- _Texte fourni_:
Les quatre leviers de financement que nous avions alors imaginés - la dette, l'amélioration ou l'augmentation des concours de l'État, le recours à des ressources propres et, point non négligeable, la redirection des investissements - nous paraissaient entièrement compatibles les uns avec les autres. Nous avions alors montré que, sous certaines conditions, et en cumulant les efforts, il était possible de tenir la trajectoire envisagée pour 2030. Toutefois, depuis cette étude de 2023, le contexte économique et budgétaire a un peu évolué.
En 2024, nous avons travaillé davantage sur l'analyse des disparités locales. Nous avions ainsi réfléchi à la façon de dégager des moyens financiers en faisant davantage appel aux collectivités qui en étaient les plus capables.
À cette occasion, nous avons davantage travaillé sur l'analyse des disparités des situations financières au niveau local. Nous relevons une hétérogénéité marquée des collectivités entre elles. Cela constitue l'une des difficultés majeures que nous rencontrons pour formuler des recommandations en matière de financement de la transition écologique au niveau local.
En ce qui considère l'orientation actuelle de nos travaux : lorsque l'on compare la situation aujourd'hui avec ce qu'a pu être par le passé l'idée d'autonomie locale et de décentralisation, j'aurais tendance à dire que, les années 1982-1983 ont été l'acmé du principe d'autonomie. Toutes les évolutions que nous avons pu observer ensuite sont allées dans le sens contraire, y compris aujourd'hui. Prenons le cas de la dette. Il est clair que le redressement des finances publiques impose un effort collectif, ce qui fragilise la liberté d'emprunter des collectivités locales, comme ce fut le cas il y a une demi-douzaine d'années avec ce que l'on avait appelé la « règle d'or bis ».

- _Informations enregistrées_:
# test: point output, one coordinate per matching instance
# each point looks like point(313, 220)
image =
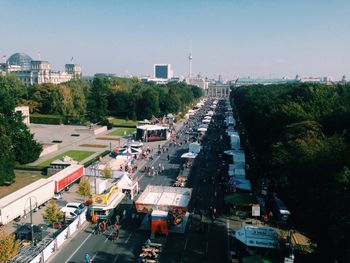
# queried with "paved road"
point(193, 246)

- _Consignes_:
1. Reproduisez fidèlement le passage du texte sur le financement de la transition écologique qui commence aux mots « En 2024, nous » et qui s'arrête après les mots « écologique au niveau local. ».
2. Dans le texte sur le financement de la transition écologique, reformulez sous forme de liste le paragraphe qui commence par « Les quatre leviers de financement » en conservant ses faits principaux.

- _Réponses par tâche_:
1.
En 2024, nous avons travaillé davantage sur l'analyse des disparités locales. Nous avions ainsi réfléchi à la façon de dégager des moyens financiers en faisant davantage appel aux collectivités qui en étaient les plus capables.
À cette occasion, nous avons davantage travaillé sur l'analyse des disparités des situations financières au niveau local. Nous relevons une hétérogénéité marquée des collectivités entre elles. Cela constitue l'une des difficultés majeures que nous rencontrons pour formuler des recommandations en matière de financement de la transition écologique au niveau local.

2.
- Quatre leviers de financement avaient été imaginés : la dette, l'amélioration ou l'augmentation des concours de l'État, le recours à des ressources propres et la redirection des investissements.
- Ces leviers paraissaient entièrement compatibles entre eux.
- L'étude de 2023 avait montré que la trajectoire envisagée pour 2030 pouvait être tenue sous certaines conditions, en cumulant les efforts.
- Depuis cette étude, le contexte économique et budgétaire a un peu évolué.